Filter the entries below and return each line that contains the string "vine", copied without changes.
── Data provided
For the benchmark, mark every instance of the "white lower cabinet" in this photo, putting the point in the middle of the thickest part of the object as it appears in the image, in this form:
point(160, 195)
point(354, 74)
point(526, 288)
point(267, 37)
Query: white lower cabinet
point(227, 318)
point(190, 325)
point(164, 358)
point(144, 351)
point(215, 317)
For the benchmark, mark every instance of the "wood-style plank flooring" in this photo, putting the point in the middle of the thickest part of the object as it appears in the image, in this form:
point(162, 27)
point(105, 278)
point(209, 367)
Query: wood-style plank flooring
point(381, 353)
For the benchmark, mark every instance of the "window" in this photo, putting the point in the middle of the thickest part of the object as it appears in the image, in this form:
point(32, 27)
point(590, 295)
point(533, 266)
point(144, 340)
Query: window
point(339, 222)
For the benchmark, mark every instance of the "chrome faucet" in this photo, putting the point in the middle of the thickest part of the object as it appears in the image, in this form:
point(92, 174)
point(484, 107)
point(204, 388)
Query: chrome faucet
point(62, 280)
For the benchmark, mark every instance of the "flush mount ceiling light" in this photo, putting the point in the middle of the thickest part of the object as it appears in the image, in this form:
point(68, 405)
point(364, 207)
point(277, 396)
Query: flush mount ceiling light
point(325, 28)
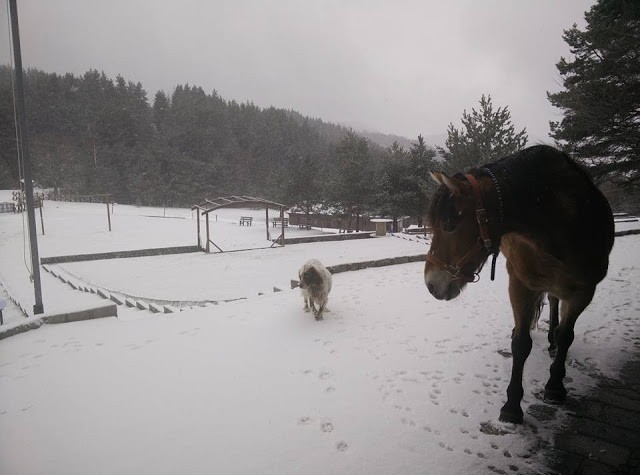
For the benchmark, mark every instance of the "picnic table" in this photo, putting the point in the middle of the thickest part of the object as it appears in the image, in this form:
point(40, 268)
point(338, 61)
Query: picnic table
point(278, 221)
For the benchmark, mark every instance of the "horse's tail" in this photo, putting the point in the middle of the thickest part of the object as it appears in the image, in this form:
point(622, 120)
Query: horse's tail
point(538, 311)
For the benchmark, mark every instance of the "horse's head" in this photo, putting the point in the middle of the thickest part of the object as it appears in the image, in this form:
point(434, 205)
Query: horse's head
point(457, 250)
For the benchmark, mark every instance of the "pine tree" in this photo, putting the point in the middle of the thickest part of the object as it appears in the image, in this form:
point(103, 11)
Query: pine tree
point(487, 135)
point(601, 100)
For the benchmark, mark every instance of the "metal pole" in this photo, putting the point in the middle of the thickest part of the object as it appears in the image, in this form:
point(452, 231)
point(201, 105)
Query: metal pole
point(208, 238)
point(23, 142)
point(41, 220)
point(108, 214)
point(282, 224)
point(199, 244)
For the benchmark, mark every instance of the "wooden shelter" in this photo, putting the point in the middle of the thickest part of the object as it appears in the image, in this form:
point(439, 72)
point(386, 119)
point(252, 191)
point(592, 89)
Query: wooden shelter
point(207, 206)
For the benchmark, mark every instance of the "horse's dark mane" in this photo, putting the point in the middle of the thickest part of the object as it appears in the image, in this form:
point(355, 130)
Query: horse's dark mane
point(526, 176)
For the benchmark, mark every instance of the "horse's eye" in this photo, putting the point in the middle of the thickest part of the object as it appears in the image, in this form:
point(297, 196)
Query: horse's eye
point(452, 221)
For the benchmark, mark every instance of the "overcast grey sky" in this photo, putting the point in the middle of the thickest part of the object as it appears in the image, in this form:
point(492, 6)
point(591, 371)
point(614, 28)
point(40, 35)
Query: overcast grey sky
point(403, 67)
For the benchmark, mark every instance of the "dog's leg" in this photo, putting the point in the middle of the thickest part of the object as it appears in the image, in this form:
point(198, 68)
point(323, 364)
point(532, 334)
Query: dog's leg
point(320, 311)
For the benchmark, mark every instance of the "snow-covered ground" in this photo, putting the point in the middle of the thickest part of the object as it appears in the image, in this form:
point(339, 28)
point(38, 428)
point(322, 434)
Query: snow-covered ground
point(392, 381)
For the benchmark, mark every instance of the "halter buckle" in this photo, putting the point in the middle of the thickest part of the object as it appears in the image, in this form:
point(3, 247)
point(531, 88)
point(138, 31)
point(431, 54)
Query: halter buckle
point(481, 216)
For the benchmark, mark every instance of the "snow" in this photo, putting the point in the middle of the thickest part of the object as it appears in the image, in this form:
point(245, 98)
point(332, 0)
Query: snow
point(391, 381)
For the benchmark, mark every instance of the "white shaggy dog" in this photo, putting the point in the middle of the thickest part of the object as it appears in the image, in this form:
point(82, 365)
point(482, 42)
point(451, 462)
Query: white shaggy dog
point(315, 282)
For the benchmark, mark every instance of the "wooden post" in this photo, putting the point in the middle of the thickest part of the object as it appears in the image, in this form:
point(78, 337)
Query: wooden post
point(199, 242)
point(41, 219)
point(23, 145)
point(208, 240)
point(108, 213)
point(266, 209)
point(282, 223)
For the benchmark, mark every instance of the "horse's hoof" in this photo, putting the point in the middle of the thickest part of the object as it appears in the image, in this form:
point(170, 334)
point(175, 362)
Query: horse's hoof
point(555, 395)
point(511, 415)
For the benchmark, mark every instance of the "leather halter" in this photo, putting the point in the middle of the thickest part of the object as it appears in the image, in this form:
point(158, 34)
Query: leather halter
point(483, 243)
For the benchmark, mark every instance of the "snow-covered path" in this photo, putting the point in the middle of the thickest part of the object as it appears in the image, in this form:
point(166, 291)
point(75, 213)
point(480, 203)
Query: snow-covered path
point(391, 381)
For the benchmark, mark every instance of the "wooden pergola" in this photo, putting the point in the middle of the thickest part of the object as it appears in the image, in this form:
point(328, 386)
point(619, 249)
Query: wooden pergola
point(209, 205)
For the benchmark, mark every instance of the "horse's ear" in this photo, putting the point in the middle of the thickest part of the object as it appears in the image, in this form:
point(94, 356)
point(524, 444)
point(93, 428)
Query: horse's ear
point(447, 181)
point(437, 177)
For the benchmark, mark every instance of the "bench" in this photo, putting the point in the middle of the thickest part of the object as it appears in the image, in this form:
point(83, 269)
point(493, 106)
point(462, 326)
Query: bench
point(278, 221)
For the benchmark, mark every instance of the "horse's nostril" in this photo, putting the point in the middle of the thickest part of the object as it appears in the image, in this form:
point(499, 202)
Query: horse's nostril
point(431, 287)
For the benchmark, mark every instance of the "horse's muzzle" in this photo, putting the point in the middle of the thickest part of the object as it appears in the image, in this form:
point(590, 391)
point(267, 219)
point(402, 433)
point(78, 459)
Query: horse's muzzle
point(442, 287)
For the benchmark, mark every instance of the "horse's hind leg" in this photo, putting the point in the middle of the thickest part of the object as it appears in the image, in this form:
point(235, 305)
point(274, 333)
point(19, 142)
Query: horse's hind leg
point(570, 310)
point(553, 323)
point(524, 302)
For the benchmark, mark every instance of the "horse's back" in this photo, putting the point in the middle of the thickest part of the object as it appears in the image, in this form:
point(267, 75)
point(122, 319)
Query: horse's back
point(562, 209)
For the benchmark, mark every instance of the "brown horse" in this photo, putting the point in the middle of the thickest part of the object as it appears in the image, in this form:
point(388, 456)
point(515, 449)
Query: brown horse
point(555, 229)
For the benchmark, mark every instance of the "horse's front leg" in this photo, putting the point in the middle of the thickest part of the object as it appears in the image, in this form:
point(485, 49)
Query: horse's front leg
point(553, 323)
point(524, 303)
point(570, 310)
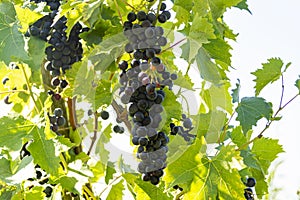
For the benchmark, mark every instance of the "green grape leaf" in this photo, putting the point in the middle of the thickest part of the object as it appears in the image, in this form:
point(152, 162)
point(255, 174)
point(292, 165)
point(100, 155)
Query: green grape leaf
point(105, 53)
point(5, 171)
point(252, 109)
point(243, 6)
point(35, 193)
point(297, 84)
point(11, 40)
point(116, 192)
point(98, 171)
point(147, 191)
point(236, 92)
point(219, 49)
point(238, 137)
point(210, 125)
point(197, 34)
point(13, 130)
point(218, 7)
point(218, 96)
point(266, 150)
point(125, 168)
point(43, 152)
point(182, 170)
point(270, 72)
point(209, 71)
point(216, 177)
point(110, 171)
point(104, 138)
point(103, 94)
point(68, 183)
point(26, 17)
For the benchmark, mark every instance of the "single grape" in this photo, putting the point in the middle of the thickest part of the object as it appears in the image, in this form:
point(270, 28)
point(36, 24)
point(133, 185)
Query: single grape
point(104, 115)
point(48, 191)
point(123, 65)
point(187, 123)
point(58, 112)
point(63, 84)
point(250, 182)
point(131, 17)
point(141, 15)
point(163, 7)
point(61, 121)
point(55, 81)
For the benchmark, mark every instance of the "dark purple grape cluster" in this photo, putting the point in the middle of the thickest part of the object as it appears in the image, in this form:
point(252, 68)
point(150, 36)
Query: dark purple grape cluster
point(42, 27)
point(184, 130)
point(145, 39)
point(145, 109)
point(63, 51)
point(53, 4)
point(56, 120)
point(248, 192)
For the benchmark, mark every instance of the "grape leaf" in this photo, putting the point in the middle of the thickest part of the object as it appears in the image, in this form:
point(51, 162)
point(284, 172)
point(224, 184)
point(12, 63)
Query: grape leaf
point(219, 49)
point(43, 152)
point(236, 92)
point(238, 137)
point(208, 70)
point(297, 84)
point(11, 40)
point(243, 6)
point(147, 191)
point(266, 150)
point(68, 183)
point(35, 193)
point(116, 192)
point(252, 109)
point(103, 139)
point(183, 170)
point(217, 96)
point(198, 33)
point(270, 72)
point(110, 171)
point(216, 177)
point(5, 171)
point(218, 7)
point(26, 17)
point(13, 130)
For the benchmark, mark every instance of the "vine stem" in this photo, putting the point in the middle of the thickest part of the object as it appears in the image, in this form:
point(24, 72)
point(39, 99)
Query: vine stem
point(172, 46)
point(111, 183)
point(12, 91)
point(94, 138)
point(268, 123)
point(121, 114)
point(119, 13)
point(129, 5)
point(29, 89)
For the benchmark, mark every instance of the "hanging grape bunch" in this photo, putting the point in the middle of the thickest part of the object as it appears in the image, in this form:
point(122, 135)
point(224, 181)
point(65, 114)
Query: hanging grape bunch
point(143, 79)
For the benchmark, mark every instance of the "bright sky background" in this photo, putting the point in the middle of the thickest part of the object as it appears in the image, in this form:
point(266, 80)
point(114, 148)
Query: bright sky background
point(272, 31)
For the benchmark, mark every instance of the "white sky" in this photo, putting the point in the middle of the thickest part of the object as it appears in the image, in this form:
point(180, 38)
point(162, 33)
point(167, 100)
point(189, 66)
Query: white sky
point(272, 31)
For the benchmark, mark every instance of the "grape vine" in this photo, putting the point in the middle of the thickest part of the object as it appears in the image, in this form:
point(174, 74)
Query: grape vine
point(109, 96)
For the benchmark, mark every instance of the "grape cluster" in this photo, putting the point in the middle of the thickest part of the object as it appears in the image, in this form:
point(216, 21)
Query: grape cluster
point(53, 4)
point(63, 51)
point(183, 130)
point(248, 193)
point(57, 119)
point(42, 27)
point(145, 109)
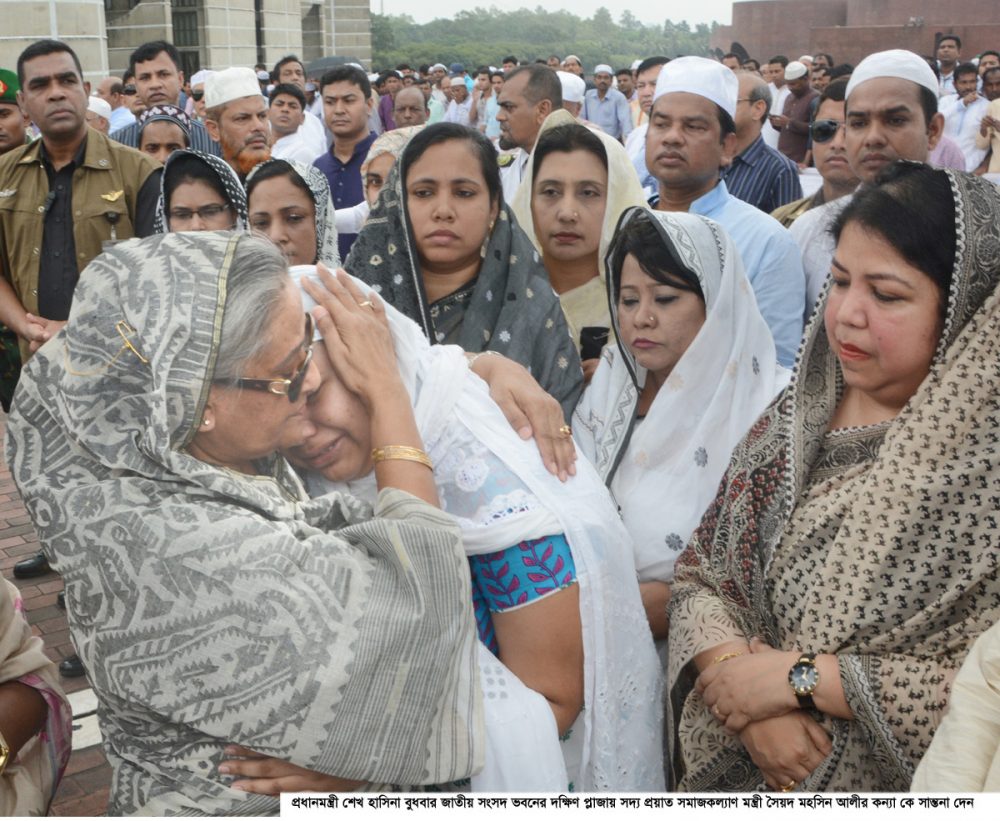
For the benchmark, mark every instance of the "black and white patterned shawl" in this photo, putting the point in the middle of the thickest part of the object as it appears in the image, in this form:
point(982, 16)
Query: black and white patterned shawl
point(209, 606)
point(910, 573)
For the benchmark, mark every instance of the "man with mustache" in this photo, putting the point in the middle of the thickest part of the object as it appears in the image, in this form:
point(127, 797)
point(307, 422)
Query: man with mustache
point(62, 198)
point(892, 114)
point(236, 117)
point(691, 138)
point(158, 80)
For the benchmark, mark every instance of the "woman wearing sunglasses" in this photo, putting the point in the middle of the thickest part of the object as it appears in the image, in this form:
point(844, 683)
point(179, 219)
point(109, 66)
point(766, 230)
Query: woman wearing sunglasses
point(210, 599)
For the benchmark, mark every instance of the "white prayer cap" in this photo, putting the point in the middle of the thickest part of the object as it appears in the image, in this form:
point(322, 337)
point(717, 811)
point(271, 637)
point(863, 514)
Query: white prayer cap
point(99, 106)
point(230, 84)
point(795, 70)
point(573, 86)
point(201, 76)
point(898, 63)
point(701, 76)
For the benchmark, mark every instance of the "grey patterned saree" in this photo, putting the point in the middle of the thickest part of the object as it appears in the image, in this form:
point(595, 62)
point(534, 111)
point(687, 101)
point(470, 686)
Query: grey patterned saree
point(877, 544)
point(210, 606)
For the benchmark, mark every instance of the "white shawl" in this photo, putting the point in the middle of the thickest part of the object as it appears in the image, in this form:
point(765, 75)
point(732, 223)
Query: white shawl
point(665, 471)
point(500, 492)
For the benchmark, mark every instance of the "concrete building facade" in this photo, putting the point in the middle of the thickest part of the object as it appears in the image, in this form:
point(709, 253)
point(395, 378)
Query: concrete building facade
point(209, 33)
point(852, 29)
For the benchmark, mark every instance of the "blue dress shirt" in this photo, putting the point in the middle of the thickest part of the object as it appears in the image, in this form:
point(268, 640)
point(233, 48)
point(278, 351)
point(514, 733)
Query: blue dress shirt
point(346, 186)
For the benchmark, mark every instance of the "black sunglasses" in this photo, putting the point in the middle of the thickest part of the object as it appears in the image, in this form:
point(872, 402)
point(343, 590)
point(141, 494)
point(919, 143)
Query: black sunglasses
point(292, 388)
point(824, 130)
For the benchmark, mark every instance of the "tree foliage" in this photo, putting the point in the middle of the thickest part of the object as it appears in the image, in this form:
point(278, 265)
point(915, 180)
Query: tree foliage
point(484, 36)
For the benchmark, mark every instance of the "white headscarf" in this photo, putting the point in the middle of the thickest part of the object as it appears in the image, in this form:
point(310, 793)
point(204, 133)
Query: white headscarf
point(615, 742)
point(667, 472)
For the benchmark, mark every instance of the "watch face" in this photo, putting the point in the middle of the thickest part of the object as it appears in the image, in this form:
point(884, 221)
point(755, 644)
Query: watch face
point(803, 678)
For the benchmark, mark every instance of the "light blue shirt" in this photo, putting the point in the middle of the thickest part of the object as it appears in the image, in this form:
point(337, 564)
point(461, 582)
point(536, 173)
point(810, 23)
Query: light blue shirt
point(772, 261)
point(612, 113)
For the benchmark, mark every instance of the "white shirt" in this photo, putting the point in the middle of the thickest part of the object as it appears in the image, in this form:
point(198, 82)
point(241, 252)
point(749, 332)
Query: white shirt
point(961, 123)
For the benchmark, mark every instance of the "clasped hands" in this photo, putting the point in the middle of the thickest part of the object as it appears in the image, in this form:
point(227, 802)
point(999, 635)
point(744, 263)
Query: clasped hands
point(750, 697)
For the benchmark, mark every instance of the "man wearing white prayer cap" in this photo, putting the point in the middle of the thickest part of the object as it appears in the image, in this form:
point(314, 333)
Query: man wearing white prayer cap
point(892, 111)
point(460, 107)
point(606, 106)
point(691, 137)
point(573, 90)
point(98, 114)
point(236, 116)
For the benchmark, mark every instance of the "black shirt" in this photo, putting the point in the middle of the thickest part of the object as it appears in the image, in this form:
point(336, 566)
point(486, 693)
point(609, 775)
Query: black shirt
point(57, 270)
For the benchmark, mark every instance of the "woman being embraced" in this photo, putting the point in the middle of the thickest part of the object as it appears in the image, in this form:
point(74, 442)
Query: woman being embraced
point(693, 367)
point(563, 653)
point(211, 600)
point(836, 583)
point(441, 246)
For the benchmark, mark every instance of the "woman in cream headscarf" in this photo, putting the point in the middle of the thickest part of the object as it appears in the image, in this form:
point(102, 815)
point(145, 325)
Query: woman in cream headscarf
point(579, 182)
point(694, 366)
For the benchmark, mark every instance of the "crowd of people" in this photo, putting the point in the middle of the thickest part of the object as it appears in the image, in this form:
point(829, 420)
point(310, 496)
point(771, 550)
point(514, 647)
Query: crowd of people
point(523, 428)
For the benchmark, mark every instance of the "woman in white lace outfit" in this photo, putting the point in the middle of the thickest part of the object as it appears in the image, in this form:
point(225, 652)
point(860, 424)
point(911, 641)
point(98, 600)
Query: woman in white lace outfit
point(569, 671)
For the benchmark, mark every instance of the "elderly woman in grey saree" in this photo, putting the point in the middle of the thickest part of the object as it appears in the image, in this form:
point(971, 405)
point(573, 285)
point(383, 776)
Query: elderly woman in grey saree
point(832, 590)
point(441, 246)
point(210, 599)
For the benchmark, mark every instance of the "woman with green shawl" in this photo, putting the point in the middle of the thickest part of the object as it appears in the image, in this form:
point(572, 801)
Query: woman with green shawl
point(441, 246)
point(211, 600)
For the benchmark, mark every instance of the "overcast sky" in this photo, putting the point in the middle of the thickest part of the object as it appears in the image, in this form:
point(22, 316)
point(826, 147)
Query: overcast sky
point(703, 11)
────
◆ Result for this exercise ◆
For the benchmark, mark every instance of the "vine stem" in this photo, putting the point in the middle of the thickest part of the object as it appears in the image, in this form:
Query: vine stem
For the benchmark, mark every instance of the "grape vine" in this photo, putting the point in the middle of the thickest part of the object as it appears in the image, in this form:
Query: grape vine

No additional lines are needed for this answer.